Document section:
begin
Sarah Worsham / Aug 12, 2009

Why Your Crappy Free Wireless is Costing You Business

angryJanTikMany businesses, especially restaurants and coffee shops, have free wireless these days.  However, many have really crappy free wireless (it’s slow or it cuts out, etc.) and that is costing them business.

Do it Well or Don’t Do it

If you’re going to have free wireless, you probably advertise it.  It’s an enticement to come to your shop.  It’s a reason why people have meetings or work there.  If your free wireless isn’t that good, they’re not going to return when they want somewhere to meet or work and that’s lost business.

Cost to Customers

Let’s say you have free wireless and someone decides to meet a client at your shop, but your slow wireless makes their online product seem slow.  You’ve cost your customer a sale.  Do you think they’re ever going to return? I don’t think so.

Affects Your Reputation

Every service you provide, even free wireless, affects your reputation.  When you have free wireless and it’s not so good, people wonder what else isn’t so good about what you do.  You won’t get as many recommendations either.

Your Free Wireless Isn’t Free

Even though you advertise free wireless, customers don’t consider it to be free.  They feel like they’re paying for a little bit of it when they come into your store and buy your coffee or whatever. Now that they consider it paid instead of free, they expect it to be decent.  They probably don’t expect it to be as fast as at home, but they still expect it to be reasonable.
end
Requirement A:
Answer these from the post on free wireless:
(i) Which two kinds of businesses does it name as often offering free wireless?
(ii) What do people wonder when a shop's free wireless is not so good?
(iii) How fast do customers expect the wireless to be?
Requirement B: Print the post on free wireless from "Why Your Crappy" to "costing them business.", word for word.

Provided material:
begin
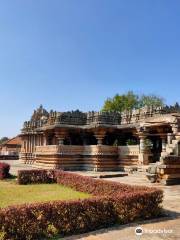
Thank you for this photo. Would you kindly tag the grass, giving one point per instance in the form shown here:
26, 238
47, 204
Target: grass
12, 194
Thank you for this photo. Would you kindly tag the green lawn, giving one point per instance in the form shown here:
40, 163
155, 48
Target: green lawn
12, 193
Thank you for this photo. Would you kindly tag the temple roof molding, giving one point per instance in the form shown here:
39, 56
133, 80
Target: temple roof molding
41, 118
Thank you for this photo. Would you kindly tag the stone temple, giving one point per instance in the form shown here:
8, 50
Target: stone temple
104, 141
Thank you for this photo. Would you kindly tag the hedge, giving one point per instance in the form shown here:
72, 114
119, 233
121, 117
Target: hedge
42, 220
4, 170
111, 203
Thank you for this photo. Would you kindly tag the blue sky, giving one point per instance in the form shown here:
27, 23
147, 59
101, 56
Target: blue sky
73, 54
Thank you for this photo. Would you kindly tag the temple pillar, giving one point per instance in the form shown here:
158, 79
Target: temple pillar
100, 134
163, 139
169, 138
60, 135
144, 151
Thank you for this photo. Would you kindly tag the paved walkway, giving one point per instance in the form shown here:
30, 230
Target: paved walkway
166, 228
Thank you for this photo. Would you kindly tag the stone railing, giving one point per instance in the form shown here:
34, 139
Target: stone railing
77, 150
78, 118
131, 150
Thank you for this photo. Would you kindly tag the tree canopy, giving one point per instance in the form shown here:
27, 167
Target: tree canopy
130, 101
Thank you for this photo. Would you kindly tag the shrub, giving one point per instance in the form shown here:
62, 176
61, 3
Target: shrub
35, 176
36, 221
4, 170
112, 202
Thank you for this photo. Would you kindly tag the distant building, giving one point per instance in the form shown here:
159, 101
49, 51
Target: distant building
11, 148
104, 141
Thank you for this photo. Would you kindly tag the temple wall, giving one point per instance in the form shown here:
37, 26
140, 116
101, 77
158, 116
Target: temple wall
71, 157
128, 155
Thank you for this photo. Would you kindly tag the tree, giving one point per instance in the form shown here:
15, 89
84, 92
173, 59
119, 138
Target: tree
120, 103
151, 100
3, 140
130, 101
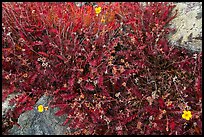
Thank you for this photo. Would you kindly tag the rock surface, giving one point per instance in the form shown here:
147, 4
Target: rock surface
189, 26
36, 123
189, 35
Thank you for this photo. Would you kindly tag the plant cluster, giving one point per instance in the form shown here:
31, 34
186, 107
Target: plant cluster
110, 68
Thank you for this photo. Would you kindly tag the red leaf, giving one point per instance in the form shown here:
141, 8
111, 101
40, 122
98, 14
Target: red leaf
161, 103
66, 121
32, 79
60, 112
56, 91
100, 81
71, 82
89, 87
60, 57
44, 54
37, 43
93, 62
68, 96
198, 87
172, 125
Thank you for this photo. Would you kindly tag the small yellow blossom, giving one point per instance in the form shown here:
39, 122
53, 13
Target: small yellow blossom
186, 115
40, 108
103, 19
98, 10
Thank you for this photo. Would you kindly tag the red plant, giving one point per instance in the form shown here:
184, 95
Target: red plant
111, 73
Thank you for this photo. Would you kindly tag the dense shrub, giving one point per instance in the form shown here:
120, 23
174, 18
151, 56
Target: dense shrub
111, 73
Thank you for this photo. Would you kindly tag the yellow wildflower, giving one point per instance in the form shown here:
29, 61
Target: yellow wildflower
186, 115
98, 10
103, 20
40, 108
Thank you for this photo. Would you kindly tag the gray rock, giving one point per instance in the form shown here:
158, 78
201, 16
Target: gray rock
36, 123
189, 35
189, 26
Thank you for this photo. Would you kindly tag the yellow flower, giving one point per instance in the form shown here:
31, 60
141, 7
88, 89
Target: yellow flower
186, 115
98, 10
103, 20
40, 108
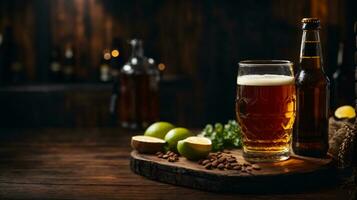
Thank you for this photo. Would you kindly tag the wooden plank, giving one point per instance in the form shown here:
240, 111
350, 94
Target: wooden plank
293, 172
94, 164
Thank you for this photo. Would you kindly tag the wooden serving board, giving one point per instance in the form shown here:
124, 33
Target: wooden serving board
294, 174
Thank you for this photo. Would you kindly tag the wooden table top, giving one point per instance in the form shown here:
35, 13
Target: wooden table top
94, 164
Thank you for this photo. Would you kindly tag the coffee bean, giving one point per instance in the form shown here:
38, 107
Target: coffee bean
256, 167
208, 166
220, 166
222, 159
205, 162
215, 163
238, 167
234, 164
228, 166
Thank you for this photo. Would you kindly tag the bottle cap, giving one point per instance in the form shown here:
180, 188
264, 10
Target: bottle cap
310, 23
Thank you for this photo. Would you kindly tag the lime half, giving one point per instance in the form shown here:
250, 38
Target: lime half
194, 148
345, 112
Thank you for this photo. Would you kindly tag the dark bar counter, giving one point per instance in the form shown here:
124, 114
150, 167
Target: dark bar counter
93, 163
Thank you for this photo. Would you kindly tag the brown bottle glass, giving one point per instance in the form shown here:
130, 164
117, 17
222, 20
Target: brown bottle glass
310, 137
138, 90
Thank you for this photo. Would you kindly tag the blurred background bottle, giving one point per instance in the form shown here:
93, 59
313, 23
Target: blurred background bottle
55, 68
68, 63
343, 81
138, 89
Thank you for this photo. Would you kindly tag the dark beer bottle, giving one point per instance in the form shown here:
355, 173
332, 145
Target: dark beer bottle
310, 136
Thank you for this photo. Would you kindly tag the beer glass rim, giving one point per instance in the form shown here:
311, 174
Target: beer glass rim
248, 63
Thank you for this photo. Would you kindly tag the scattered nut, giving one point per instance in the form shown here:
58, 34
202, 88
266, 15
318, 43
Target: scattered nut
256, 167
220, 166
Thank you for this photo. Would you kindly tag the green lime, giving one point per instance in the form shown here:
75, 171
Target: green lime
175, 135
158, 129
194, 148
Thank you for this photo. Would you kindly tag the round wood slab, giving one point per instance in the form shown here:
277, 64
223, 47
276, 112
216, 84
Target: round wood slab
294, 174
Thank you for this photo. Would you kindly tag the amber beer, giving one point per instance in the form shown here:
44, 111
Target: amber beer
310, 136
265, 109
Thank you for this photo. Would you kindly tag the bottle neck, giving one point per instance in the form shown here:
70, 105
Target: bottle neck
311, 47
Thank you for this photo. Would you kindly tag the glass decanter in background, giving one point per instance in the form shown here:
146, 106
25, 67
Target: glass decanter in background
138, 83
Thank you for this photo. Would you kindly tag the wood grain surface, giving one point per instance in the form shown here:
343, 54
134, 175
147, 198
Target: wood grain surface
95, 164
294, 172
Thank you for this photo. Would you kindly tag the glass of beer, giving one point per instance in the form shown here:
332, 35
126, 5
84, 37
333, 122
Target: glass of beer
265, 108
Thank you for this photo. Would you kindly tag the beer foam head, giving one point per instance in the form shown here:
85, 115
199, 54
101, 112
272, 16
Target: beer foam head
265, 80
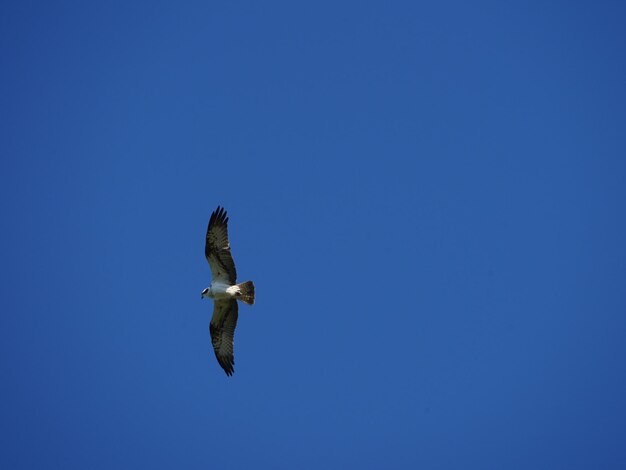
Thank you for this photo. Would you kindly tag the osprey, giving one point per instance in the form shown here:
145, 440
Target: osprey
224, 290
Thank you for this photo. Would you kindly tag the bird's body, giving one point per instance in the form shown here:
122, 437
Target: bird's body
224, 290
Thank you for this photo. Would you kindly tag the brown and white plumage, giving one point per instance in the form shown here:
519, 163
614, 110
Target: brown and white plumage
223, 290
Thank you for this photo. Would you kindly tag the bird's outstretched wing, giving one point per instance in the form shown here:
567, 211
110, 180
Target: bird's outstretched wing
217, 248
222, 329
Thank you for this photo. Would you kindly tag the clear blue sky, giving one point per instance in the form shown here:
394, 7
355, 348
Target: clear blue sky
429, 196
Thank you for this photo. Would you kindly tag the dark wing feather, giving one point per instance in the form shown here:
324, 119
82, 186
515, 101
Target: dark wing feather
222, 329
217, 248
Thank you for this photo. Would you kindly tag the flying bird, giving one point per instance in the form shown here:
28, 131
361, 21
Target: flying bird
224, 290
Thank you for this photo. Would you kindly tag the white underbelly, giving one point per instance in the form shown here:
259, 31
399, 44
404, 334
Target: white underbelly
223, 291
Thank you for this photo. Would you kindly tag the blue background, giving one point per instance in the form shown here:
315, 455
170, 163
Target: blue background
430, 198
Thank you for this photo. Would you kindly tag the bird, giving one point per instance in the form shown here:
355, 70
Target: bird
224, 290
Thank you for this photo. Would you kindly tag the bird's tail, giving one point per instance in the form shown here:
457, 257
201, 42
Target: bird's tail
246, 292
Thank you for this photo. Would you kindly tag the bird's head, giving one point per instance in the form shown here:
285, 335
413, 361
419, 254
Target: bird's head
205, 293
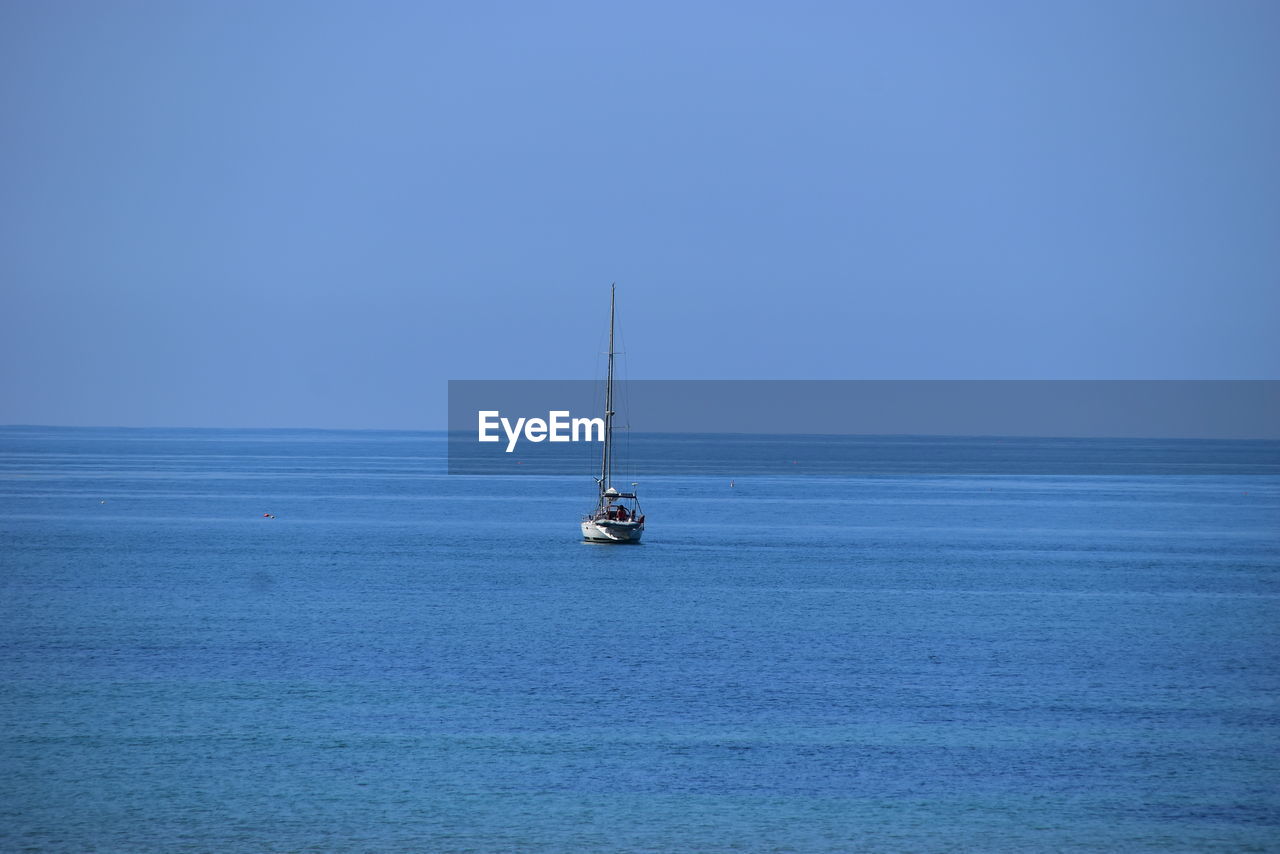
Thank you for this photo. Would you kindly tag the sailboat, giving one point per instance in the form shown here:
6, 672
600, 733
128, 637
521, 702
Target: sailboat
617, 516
end
Finished answer A:
(i) Restaurants and coffee shops.
(ii) They wonder what else isn't so good about what the shop does.
(iii) Probably not as fast as at home, but still reasonable.

Finished answer B:
Why Your Crappy Free Wireless is Costing You Business

angryJanTikMany businesses, especially restaurants and coffee shops, have free wireless these days.  However, many have really crappy free wireless (it’s slow or it cuts out, etc.) and that is costing them business.